Estratto -
#####
Per vedere con gli occhi dell’altro, bisogna avere davanti cio’ che lui vede, bisogna dunque avere qualcosa in comune (Francesco Novara)
Mi occupo di problematiche di persone con afasia, fin dall’inizio della professione. Qualche anno fa, per ragioni personali, ho messo a fuoco anche le mie problematiche finora mistificate e l’antica scelta di confrontarmi non a caso con la patologia della comunicazione per eccellenza. L’ afasia, come difficoltà (anche mia) ad abitare uno spazio. A 40 anni mi sono scoperta “guaritrice ferita”, piu’ ferita che guaritrice. Ho rimesso molto in discussione il mito della guarigione, speranza irrealizzata e irrealizzabile, promessa che non può esser né fatta né mantenuta, ma che resta sempre sullo sfondo nella mia relazione con il paziente con afasia, anche quando credo di essermi spesa tutta nell’accompagnare l’altro/a e me stessa in un differente percorso in cui la parola guarigione viene scandagliata, sofferta (e superata?). Mi chiedo come io possa aiutare la persona con afasia a concentrarsi di piu’ sul legame che ha con l’intreccio della vita a partire dal suo essere soggetto corporeo, quando io sono la prima ad avere difficoltà in tal senso. Ritengo fondamentale che nella formazione degli operatori sanitari siano incluse le Medical Humanities. Solo abbondanti riflessioni etiche, filosofiche e letterarie ci permetteranno di ripensare all’esistenza della persona sotto l’impatto della medicina moderna. Nel caso della Persona con Afasia, in particolare, il professionista deve avere riflettuto molto sulla questione del Potere insito nella relazione con un soggetto che non ha piu’ confidenza con lo strumento verbale e di conseguenza sul particolare impatto che le pratiche di cura hanno su quel dato individuo.
#####
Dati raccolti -
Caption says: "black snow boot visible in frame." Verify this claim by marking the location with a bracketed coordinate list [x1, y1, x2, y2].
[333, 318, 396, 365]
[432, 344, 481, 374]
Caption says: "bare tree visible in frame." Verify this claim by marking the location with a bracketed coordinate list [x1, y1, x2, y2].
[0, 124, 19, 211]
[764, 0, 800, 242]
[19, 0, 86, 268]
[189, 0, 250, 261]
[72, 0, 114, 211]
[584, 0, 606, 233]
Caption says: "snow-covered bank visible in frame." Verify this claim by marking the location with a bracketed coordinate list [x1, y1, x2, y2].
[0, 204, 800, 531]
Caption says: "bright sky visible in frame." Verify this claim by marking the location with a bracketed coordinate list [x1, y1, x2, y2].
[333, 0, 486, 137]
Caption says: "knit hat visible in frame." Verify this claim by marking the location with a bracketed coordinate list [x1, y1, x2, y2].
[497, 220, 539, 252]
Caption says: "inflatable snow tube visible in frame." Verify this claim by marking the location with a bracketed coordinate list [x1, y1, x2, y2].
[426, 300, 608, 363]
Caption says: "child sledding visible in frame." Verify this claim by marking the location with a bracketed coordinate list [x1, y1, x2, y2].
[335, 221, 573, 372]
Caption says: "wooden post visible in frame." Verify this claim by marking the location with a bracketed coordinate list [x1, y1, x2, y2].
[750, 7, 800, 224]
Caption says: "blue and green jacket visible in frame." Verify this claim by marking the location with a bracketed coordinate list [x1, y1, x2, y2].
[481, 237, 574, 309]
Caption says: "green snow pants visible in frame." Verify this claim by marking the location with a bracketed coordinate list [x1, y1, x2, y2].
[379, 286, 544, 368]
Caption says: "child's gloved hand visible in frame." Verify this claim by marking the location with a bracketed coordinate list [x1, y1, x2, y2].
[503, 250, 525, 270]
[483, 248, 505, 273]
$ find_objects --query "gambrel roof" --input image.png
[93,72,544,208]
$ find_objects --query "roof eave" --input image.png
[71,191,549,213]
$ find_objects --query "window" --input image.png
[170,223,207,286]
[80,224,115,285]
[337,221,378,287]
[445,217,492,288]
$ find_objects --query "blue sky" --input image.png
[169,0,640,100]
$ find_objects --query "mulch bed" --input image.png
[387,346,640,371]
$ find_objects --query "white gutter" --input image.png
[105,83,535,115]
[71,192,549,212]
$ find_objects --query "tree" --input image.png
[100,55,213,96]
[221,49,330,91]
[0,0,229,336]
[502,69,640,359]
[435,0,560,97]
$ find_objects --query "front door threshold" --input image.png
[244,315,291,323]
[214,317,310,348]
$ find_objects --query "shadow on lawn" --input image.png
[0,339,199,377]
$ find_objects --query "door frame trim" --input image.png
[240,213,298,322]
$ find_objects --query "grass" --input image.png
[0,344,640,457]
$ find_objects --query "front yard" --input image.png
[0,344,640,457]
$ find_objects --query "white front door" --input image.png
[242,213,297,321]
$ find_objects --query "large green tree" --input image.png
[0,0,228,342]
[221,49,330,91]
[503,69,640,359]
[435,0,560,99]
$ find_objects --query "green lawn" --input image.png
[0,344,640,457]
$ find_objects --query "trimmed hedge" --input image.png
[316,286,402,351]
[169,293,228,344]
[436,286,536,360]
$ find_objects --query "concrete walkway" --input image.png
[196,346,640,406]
#####
Cosa fare -
**a.** Nel testo sull'afasia, quali tre tipi di riflessioni sono indicati come necessari per ripensare all'esistenza della persona sotto l'impatto della medicina moderna?
**b.** Continua il testo sull'afasia a partire dalla sua ultima frase.

Risposte per punto -
**a.** Etiche, filosofiche e letterarie.

**b.**
Ma oltre a trovare nel mito del guaritore ferito un preciso e rigoroso imperativo (la cura è sempre vincolata in un certo modo a una ferita di cui tenere conto), so bene di essere immersa in una prassi in cui come “corpo curante” dovrei garantire la stabilità di un assetto sociale storicamente datato. Sento molto l’esigenza di trovare, all’interno di questo assetto sociale, un confronto che non si limiti a codificare il complesso in semplice e a ridurre o eliminare ciò che confonde, disordina, contraddice ma ci permetta di trovare insieme strategie per trasformare l’inguaribilità (che ci accomuna) da condanna a scelta liberamente assunta.